### Exercise requirements
From the first record through the last, copy each one exactly.

### Data provided
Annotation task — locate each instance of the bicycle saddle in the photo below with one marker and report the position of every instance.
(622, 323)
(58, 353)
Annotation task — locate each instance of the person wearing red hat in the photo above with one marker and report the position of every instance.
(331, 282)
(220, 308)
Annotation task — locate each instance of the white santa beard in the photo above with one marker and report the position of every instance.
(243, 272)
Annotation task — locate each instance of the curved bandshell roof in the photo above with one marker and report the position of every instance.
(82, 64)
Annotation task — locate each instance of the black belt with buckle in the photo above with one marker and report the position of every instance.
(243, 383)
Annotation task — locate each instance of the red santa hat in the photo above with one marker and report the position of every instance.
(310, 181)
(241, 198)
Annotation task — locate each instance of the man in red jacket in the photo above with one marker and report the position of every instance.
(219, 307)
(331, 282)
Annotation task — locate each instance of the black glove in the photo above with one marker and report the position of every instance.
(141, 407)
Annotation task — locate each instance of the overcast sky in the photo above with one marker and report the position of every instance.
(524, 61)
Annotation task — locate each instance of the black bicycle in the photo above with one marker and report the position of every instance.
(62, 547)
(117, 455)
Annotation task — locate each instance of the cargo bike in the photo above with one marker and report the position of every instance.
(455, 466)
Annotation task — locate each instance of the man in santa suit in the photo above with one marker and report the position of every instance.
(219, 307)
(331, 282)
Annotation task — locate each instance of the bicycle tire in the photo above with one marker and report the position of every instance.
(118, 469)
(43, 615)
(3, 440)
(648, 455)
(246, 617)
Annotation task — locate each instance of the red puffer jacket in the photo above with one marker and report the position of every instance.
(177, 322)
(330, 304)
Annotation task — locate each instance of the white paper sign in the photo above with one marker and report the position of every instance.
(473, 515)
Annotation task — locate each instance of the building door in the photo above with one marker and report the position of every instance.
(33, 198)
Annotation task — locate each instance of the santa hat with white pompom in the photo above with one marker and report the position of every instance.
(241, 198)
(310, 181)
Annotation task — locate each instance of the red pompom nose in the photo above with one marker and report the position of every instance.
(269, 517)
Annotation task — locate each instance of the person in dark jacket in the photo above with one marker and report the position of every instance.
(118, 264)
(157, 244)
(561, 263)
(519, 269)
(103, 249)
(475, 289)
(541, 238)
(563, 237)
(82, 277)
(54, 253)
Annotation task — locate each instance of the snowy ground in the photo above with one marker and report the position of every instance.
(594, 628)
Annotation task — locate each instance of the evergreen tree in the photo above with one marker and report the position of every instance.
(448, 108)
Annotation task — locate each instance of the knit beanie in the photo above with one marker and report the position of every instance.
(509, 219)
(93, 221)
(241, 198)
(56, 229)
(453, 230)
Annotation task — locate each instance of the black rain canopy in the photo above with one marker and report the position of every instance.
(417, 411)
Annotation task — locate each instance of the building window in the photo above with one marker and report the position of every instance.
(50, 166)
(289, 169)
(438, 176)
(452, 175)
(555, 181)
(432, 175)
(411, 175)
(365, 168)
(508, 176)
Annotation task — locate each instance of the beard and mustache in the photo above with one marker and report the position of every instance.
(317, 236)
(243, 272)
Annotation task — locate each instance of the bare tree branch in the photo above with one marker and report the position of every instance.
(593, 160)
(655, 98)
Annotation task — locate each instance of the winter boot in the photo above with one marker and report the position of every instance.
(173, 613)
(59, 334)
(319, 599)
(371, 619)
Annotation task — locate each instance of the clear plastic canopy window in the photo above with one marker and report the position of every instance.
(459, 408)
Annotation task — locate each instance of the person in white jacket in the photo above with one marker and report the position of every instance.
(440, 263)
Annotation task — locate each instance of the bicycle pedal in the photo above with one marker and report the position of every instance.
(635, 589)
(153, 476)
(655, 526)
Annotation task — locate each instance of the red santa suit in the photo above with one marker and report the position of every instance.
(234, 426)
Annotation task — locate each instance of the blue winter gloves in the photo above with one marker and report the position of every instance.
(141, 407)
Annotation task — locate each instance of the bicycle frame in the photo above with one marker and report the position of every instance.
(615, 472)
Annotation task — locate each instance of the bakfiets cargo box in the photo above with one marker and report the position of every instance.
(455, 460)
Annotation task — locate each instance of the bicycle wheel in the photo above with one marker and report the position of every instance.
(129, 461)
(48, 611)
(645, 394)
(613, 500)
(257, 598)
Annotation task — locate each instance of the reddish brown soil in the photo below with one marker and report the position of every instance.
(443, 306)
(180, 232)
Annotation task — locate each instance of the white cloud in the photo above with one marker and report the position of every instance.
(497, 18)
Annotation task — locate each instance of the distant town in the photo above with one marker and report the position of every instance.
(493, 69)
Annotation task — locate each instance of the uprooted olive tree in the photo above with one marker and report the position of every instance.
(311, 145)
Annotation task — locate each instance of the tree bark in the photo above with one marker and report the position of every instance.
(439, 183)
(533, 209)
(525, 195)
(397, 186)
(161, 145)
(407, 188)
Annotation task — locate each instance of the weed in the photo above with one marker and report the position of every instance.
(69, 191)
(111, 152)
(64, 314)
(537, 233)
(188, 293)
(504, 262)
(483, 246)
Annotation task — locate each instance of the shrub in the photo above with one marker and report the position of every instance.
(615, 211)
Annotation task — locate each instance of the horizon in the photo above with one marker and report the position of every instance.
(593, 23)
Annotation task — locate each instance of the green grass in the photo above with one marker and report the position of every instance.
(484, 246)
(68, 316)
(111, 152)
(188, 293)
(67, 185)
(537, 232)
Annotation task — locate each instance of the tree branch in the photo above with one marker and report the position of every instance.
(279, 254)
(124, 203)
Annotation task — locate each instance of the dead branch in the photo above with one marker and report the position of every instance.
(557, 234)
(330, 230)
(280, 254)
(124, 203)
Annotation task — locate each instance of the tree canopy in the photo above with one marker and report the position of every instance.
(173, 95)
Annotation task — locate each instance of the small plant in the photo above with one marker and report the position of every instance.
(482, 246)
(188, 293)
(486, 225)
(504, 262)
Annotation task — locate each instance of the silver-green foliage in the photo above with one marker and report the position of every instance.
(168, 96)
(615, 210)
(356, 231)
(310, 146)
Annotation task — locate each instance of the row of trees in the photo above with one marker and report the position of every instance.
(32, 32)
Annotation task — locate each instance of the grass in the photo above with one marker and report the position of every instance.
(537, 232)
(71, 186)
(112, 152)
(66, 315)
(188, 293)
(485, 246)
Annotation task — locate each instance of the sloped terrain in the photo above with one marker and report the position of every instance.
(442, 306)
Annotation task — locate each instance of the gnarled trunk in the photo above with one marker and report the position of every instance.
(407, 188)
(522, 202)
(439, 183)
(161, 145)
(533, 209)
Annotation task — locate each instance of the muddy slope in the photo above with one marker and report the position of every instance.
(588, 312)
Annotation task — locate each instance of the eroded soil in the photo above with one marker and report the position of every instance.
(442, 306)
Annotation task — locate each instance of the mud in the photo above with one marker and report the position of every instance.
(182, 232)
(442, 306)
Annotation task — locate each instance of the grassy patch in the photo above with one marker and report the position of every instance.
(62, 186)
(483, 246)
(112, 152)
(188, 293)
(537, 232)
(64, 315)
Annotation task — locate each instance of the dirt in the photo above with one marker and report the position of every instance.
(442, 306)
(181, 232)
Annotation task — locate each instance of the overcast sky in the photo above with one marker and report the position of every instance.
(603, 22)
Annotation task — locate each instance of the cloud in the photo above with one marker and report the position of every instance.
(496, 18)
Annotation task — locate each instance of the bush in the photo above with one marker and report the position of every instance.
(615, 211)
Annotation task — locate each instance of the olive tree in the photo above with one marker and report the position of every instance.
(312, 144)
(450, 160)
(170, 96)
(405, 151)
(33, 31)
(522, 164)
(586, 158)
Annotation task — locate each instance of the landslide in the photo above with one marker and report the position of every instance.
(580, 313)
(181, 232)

### Task solution
Annotation task — locate each instance of the bicycle saddle in the photo below with one marker and report the position of every instance.
(622, 323)
(58, 353)
Annotation task — locate each instance of the person wearing red hat in the photo above with one marker and report the position of every instance.
(331, 282)
(220, 308)
Annotation task — locate each instance of the white santa beard in the photo above with one marker and report the position of every instance.
(243, 272)
Annotation task — locate each instance of the curved bandshell roof in the photo above with one marker and report the position of every instance.
(82, 64)
Annotation task — locate each instance of the black belt with buckle in the photo above with one marker and report the position of every instance.
(243, 383)
Annotation task — locate each instance of the red santa hat in the photo above with one marker and report the position of every instance.
(310, 181)
(241, 198)
Annotation task — locate each instance of the man in red jacket in the photo above with one marker and report the position of every instance.
(219, 307)
(331, 282)
Annotation task — locate each instance of the black glove in the photo above with one marker and report the position of every instance.
(141, 407)
Annotation task — locate each instance of the overcast sky in the photo above with one marker and report the position of every instance.
(524, 61)
Annotation task — locate each instance of the black bicycle in the photo above with one marker and report the position of every instance.
(62, 547)
(117, 455)
Annotation task — locate each instance of the cargo bike in the photo above with one marker and report the position of every instance.
(455, 466)
Annotation task — locate each instance of the man in santa suit in the photo above with one marker and report the position of every instance.
(219, 307)
(331, 282)
Annotation task — locate each instance of the bicycle tire in the photo above with one marker and report the position of every instance.
(118, 469)
(43, 615)
(3, 440)
(648, 455)
(246, 617)
Annotation task — locate each instance of the red puffer jacket in the photo above with one marker and report the position of every instance.
(177, 322)
(330, 304)
Annotation task — locate each instance of the white paper sign in the photo above with one marker and report the position of every instance.
(473, 515)
Annotation task — locate each instance of the building door in the photo above with one marker and report the position of every instance.
(33, 198)
Annotation task — locate each instance of the santa hat with white pompom in the photo above with one marker and report the position of every instance.
(241, 198)
(310, 181)
Annotation task — locate each instance of the red pompom nose in the photo above with one marker and report the position of every instance.
(269, 517)
Annotation task — locate each instance of the person in dark jacket in the photo above with one marker and report the position of every instance.
(118, 264)
(157, 244)
(561, 263)
(519, 269)
(103, 249)
(475, 289)
(541, 238)
(563, 237)
(82, 277)
(54, 253)
Annotation task — locate each instance of the snowy ground in the photo above with one marker and report the position of every instance.
(594, 628)
Annotation task — locate each instance of the evergreen tree in the photo above with one marker and report the position of every instance.
(448, 108)
Annotation task — locate each instance of the knit beanie in the photo above with one marker and report the position of every instance.
(509, 219)
(93, 221)
(241, 198)
(56, 229)
(453, 230)
Annotation task — locate each instance of the black rain canopy in the photo above with one marker and report the position of every instance.
(417, 411)
Annotation task — locate each instance of the building window in the photo above with one marker and report the position of every instance.
(50, 166)
(289, 169)
(438, 176)
(452, 175)
(555, 181)
(432, 175)
(411, 175)
(365, 168)
(508, 176)
Annotation task — locate each instance of the beard and mustache in the photo above with one marker and report the position of every instance.
(317, 236)
(243, 272)
Annotation task — locate each instance of the bare tree branch in the photo above with one marker and report the position of every instance.
(593, 160)
(655, 98)
Annotation task — locate each instance of the winter boot in the photo above with one marker and report the position of every instance.
(173, 613)
(59, 334)
(319, 599)
(371, 619)
Annotation task — locate each instance of the clear plastic canopy window in the photo above with one marker and report the position of every instance.
(459, 408)
Annotation task — locate each instance of the person in white jacket in the photo above with one marker and report the position of every instance.
(440, 263)
Annotation task — locate each instance of the bicycle pedal in the photo above with one marker and report the position of every instance.
(635, 589)
(153, 476)
(655, 526)
Annotation task — locate each instance of the red santa suit in the photo above with one marker and report the position of every instance.
(234, 426)
Annotation task — locate each instance of the blue winter gloves in the photo above with one marker and report the position of every instance.
(141, 407)
Annotation task — locate each instance of the bicycle frame in the photo above with one marker and report the position of every instance.
(615, 472)
Annotation task — locate each instance of the bakfiets cargo box in the photo above with one marker and report the position of every instance.
(455, 460)
Annotation task — locate each instance of the bicycle wheel in the photo above with one marker and report the position of every instance.
(129, 461)
(48, 611)
(645, 394)
(613, 500)
(257, 598)
Annotation task — locate each instance of the reddish brown soil in the photo below with one marker and report the position of every instance.
(443, 306)
(180, 232)
Annotation task — locate each instance of the white cloud in the photo above with one marker and report the position of every instance.
(497, 18)
Annotation task — locate each instance of the distant town in the photo above with one marker and report the position of every instance.
(493, 69)
Annotation task — locate each instance of the uprooted olive tree in the photo above with one marker and report the position of every instance.
(311, 145)
Annotation task — locate each instance of the tree bark in the photo above with one marker and report the position of every instance.
(439, 183)
(533, 209)
(525, 195)
(397, 186)
(161, 145)
(407, 188)
Annotation task — locate each instance of the weed in the photo above with one marker and report the position of every instance.
(69, 191)
(111, 152)
(64, 314)
(537, 233)
(188, 293)
(504, 262)
(483, 246)
Annotation task — locate each instance of the shrub in the photo above with one marker and report the position of every instance.
(615, 211)
Annotation task — locate each instance of the horizon in the photo above with one marker and report the position of every instance.
(593, 23)
Annotation task — locate each instance of the green grass in the photo above with one marker and report the position of every instance.
(484, 246)
(68, 316)
(111, 152)
(188, 293)
(67, 185)
(537, 232)
Annotation task — locate each instance of the tree branch in the photo above with one marker and report the position of every instance.
(279, 254)
(124, 203)
Annotation task — locate each instance of the dead branch in the photo above with one marker and report the position of every instance.
(557, 234)
(330, 230)
(280, 254)
(124, 203)
Annotation task — locate each instance of the tree canopy in the photo above with one marker and report the position of every instance.
(173, 95)
Annotation task — locate each instance of the small plant in the photo above with one marker and report the position of every instance.
(482, 246)
(188, 293)
(486, 225)
(504, 262)
Annotation task — locate each instance of the silver-green foliage in the photo above with one marker and report the position of every instance.
(168, 96)
(615, 210)
(356, 231)
(310, 146)
Annotation task — locate each instance of the row of trees in the photo above with one marker and report the position of every instance.
(32, 32)
Annotation task — locate each instance of the grass in the photo above with one marker and report the position of every instance.
(537, 232)
(71, 186)
(112, 152)
(66, 315)
(188, 293)
(485, 246)
Annotation task — locate each instance of the sloped terrain in the photo above with one marker and report the position of every instance.
(442, 306)
Annotation task — locate each instance of the gnarled trunk in the photo above with one marker and report the position of every instance.
(407, 188)
(522, 202)
(439, 183)
(161, 145)
(533, 209)
Annotation task — locate each instance of the muddy slope in the photo above with one marker and report the position of every instance.
(588, 312)
Annotation task — locate each instance of the eroded soil in the photo above with one marker and report the position of every instance.
(442, 306)
Annotation task — locate each instance of the mud in the photo above with one marker and report the position of every instance.
(182, 232)
(442, 306)
Annotation task — locate each instance of the grassy patch in the photo above with one marker and report the position of every instance.
(62, 186)
(483, 246)
(112, 152)
(188, 293)
(537, 232)
(64, 315)
Annotation task — locate each instance of the dirt in the photo above with one marker and report the position of every instance.
(442, 306)
(181, 232)
Annotation task — locate each instance of the overcast sky in the photo above with one marker and report the position of every instance.
(603, 22)
Annotation task — locate each instance of the cloud in the photo above with one marker and report the position of every instance.
(496, 18)
Annotation task — locate each instance of the bush in the photo above with one marker and report the position of every instance.
(615, 211)
Annotation task — locate each instance of the olive tree in the photo above with one marker and report the position of every instance.
(312, 144)
(450, 160)
(170, 96)
(405, 151)
(33, 31)
(522, 164)
(586, 158)
Annotation task — locate each instance of the landslide in the photo above with one marker and report the position of every instance.
(580, 313)
(181, 232)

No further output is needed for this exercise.